Exercise description: Every line of the data below must be given again exactly.

Data shown:
....
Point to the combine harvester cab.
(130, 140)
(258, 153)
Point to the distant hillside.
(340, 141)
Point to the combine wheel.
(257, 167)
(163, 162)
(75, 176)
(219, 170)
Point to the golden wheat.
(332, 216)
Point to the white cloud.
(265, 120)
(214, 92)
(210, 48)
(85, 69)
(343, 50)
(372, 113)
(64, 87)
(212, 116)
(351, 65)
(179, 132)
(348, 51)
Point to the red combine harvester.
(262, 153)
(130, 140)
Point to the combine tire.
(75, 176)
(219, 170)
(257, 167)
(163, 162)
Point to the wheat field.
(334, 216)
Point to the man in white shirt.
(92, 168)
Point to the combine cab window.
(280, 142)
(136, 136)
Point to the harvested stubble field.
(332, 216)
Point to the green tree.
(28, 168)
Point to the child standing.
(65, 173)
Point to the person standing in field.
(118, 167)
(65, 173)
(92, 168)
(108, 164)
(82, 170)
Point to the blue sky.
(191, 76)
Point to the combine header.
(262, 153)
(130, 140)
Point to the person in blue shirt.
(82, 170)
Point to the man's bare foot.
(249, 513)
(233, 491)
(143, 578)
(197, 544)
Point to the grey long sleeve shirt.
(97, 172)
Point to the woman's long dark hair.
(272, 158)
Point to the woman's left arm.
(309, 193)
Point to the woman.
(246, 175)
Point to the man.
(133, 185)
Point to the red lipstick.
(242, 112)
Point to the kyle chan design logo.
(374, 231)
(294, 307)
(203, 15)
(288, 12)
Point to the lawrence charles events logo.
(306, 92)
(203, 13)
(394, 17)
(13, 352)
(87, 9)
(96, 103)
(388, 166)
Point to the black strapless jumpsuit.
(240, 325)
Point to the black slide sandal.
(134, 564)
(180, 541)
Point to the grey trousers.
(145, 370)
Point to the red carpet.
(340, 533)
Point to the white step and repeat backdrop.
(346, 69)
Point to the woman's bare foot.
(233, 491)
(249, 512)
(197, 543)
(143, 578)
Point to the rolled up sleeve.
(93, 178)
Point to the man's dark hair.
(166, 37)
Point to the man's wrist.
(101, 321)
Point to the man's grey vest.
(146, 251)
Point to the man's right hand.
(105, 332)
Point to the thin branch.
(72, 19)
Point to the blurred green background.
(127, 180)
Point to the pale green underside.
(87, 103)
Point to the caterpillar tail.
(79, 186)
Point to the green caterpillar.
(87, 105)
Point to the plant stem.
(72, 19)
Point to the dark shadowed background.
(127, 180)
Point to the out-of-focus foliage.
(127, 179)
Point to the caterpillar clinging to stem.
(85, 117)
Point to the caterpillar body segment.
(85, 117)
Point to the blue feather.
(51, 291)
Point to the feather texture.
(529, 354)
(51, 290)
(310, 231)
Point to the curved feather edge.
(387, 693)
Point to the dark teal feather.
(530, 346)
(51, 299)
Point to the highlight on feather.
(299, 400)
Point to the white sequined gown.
....
Written answer:
Point to the combine harvester cab.
(130, 140)
(258, 153)
Point to the distant hillside.
(340, 141)
Point to the combine wheel.
(257, 167)
(163, 162)
(75, 176)
(219, 170)
Point to the golden wheat.
(332, 216)
Point to the white cloud.
(265, 120)
(214, 92)
(210, 48)
(85, 69)
(343, 50)
(372, 113)
(64, 87)
(212, 116)
(351, 65)
(179, 132)
(348, 51)
Point to the red combine harvester.
(262, 153)
(130, 140)
Point to the combine tire.
(75, 176)
(219, 170)
(257, 167)
(163, 162)
Point to the wheat field.
(334, 216)
Point to the man in white shirt.
(92, 168)
Point to the combine cab window.
(280, 142)
(136, 136)
Point to the harvested stubble field.
(332, 216)
Point to the green tree.
(28, 168)
Point to the child standing.
(65, 173)
Point to the person standing in field.
(118, 167)
(65, 173)
(92, 168)
(108, 164)
(82, 170)
Point to the blue sky.
(191, 76)
Point to the combine header.
(262, 153)
(130, 140)
Point to the person in blue shirt.
(82, 170)
Point to the man's bare foot.
(249, 513)
(233, 491)
(143, 578)
(197, 544)
Point to the grey long sleeve shirt.
(97, 172)
Point to the woman's long dark hair.
(272, 158)
Point to the woman's left arm.
(309, 193)
Point to the woman.
(246, 175)
Point to the man.
(133, 185)
Point to the red lipstick.
(242, 112)
Point to the kyle chan design logo.
(374, 231)
(294, 307)
(203, 15)
(288, 12)
Point to the lawrence charles events logo.
(306, 92)
(203, 13)
(394, 17)
(13, 352)
(87, 9)
(96, 103)
(388, 166)
Point to the black strapless jumpsuit.
(240, 325)
Point to the black slide sandal.
(134, 564)
(180, 541)
Point to the grey trousers.
(145, 370)
Point to the red carpet.
(340, 533)
Point to the white step and repeat backdrop.
(346, 69)
Point to the woman's bare foot.
(233, 491)
(249, 512)
(197, 543)
(143, 578)
Point to the rolled up sleeve.
(93, 178)
Point to the man's dark hair.
(166, 37)
Point to the man's wrist.
(101, 321)
Point to the man's grey vest.
(146, 251)
Point to the man's right hand.
(105, 332)
Point to the thin branch.
(72, 19)
Point to the blurred green background.
(127, 180)
Point to the pale green underside.
(87, 103)
Point to the caterpillar tail.
(79, 186)
Point to the green caterpillar.
(87, 105)
Point to the plant stem.
(72, 19)
Point to the dark shadowed background.
(127, 180)
Point to the out-of-focus foliage.
(127, 179)
Point to the caterpillar clinging to stem.
(85, 117)
Point to the caterpillar body segment.
(85, 117)
Point to the blue feather.
(51, 291)
Point to the feather texture.
(529, 354)
(51, 290)
(310, 231)
Point to the curved feather edge.
(387, 693)
Point to the dark teal feather.
(530, 346)
(51, 299)
Point to the highlight on feather.
(299, 400)
Point to the white sequined gown.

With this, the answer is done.